Exercise
Every line of the data should be output word for word.
▬▬▬
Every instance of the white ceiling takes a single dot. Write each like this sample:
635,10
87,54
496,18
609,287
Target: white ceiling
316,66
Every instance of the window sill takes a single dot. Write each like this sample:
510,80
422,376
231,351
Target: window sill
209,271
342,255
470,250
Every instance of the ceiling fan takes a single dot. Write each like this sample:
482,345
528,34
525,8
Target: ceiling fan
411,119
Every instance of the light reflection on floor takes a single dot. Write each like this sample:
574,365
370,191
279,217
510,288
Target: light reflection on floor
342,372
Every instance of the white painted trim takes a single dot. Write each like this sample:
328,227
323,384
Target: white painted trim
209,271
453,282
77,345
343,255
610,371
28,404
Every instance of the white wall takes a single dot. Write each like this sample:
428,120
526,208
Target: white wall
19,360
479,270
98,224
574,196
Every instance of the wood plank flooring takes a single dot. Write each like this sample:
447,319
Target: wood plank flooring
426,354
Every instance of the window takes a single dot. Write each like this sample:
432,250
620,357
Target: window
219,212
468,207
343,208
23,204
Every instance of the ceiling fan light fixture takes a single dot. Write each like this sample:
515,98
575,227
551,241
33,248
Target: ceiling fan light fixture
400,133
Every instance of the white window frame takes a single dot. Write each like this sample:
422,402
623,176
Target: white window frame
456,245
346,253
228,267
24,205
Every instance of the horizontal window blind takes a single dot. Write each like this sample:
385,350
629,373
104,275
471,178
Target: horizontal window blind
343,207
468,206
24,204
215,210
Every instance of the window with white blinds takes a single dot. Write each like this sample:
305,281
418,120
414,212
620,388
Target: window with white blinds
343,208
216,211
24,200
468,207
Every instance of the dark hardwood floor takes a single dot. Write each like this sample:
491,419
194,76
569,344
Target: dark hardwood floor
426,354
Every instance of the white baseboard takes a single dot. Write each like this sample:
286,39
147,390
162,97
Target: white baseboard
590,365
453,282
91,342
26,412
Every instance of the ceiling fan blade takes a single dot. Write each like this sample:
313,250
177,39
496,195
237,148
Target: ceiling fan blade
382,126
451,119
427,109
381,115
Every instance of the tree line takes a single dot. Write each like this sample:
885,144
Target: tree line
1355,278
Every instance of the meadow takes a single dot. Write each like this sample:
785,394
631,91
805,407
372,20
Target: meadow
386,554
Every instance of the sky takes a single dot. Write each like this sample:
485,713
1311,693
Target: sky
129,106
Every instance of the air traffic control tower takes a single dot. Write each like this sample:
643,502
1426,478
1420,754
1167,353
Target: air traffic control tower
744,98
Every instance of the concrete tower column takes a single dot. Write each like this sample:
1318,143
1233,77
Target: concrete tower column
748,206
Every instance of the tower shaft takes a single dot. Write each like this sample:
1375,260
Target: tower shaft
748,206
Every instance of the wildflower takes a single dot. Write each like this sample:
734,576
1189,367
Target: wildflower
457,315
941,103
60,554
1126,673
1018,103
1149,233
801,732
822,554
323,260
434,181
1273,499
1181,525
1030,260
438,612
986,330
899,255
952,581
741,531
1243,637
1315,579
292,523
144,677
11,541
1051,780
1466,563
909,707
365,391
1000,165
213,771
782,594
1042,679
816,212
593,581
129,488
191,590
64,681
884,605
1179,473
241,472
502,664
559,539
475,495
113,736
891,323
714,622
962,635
▬▬▬
Solution for this exercise
Every instance of the white ceiling takes a single dot. Write each like this sample:
635,10
87,54
496,18
609,287
Target: white ceiling
316,66
Every instance of the window sill takes a single dot. Write each like this sample:
510,80
422,376
231,351
Target: window sill
209,271
342,255
470,250
Every instance of the ceiling fan takes a single dot. Write each like this sample:
482,345
528,34
525,8
Target: ceiling fan
411,119
Every instance of the light reflection on floor takes a single dot. Write each like this sample:
574,365
370,191
279,217
510,288
Target: light reflection on floor
342,372
Every instance of the white painted trim takes a single dot. Write each like this sample:
328,227
323,384
Target: white painted trim
209,271
453,282
77,345
343,255
610,371
28,404
Every instance of the white wall takes a single dot. Write each like this sample:
428,120
526,208
Target: white wall
19,360
479,270
98,224
574,196
Every instance of the wood plank flooring takes a single dot. Write each like this sample:
447,319
Target: wood plank flooring
426,354
Every instance of the window takes a single dot. Write each like this sample:
432,250
620,357
Target: window
219,212
468,207
343,208
23,204
Every instance of the ceiling fan light fixture takes a single dot. Write each like this sample:
515,98
575,227
551,241
33,248
Target: ceiling fan light fixture
400,133
Every instance of the white window frame takes a single dot. Write each like this sample:
422,402
623,176
Target: white window frame
456,245
346,253
228,267
24,205
Every instance of the horizontal window blind takes a single dot. Write each like this sample:
385,350
629,373
104,275
471,178
Target: horizontal window blind
343,207
468,206
24,204
215,210
Every instance of the window with white blinds takes a single dot. Write each like this sample:
305,281
418,120
414,212
620,388
Target: window with white blinds
343,208
216,211
24,200
468,207
Every instance of the dark hardwood floor takes a single dot. Write each like this sample:
491,419
194,76
569,344
Target: dark hardwood floor
426,354
Every instance of the white baseboard takes a single dot. Write each like this sample:
286,39
147,390
162,97
Target: white baseboard
590,365
453,282
91,342
26,412
Every instance of the ceiling fan blade takes a single dot. Write each like this sample:
313,250
177,39
496,195
237,148
Target: ceiling fan blade
382,126
451,119
427,109
381,115
Every instance of the tree line takes a single dot. Write each like this sample:
885,144
Target: tree line
1355,278
Every instance of the meadow takes a single dot. Write each like this sample:
785,394
631,91
805,407
372,20
Target: meadow
386,554
Every instance of the sky takes a single dot. Write each like this sample:
485,713
1311,693
Target: sky
129,106
Every instance of the air traffic control tower takes a single dot. Write each like this sample:
643,502
1426,478
1420,754
1167,353
Target: air traffic control tower
744,98
Every instance of the concrete tower column takes a single dot. Write each like this sample:
1318,143
1233,77
Target: concrete tower column
748,206
Every instance of the tower shaft takes a single dot. Write each like this sample:
1375,260
Target: tower shaft
748,206
Every instance of the wildflower takes a single dot. Write each like this sample:
734,576
1189,367
Target: wildflower
457,315
941,103
60,554
1126,673
1018,103
1149,233
801,732
822,554
323,260
434,181
1273,499
1181,525
1030,260
438,612
986,330
899,255
952,581
741,531
1243,637
1315,579
292,523
144,677
11,541
1051,780
1466,563
909,707
365,391
1000,165
213,771
782,594
1042,679
816,212
593,581
129,488
191,590
64,681
884,605
1179,473
241,472
502,664
559,539
475,495
113,736
891,323
714,622
962,635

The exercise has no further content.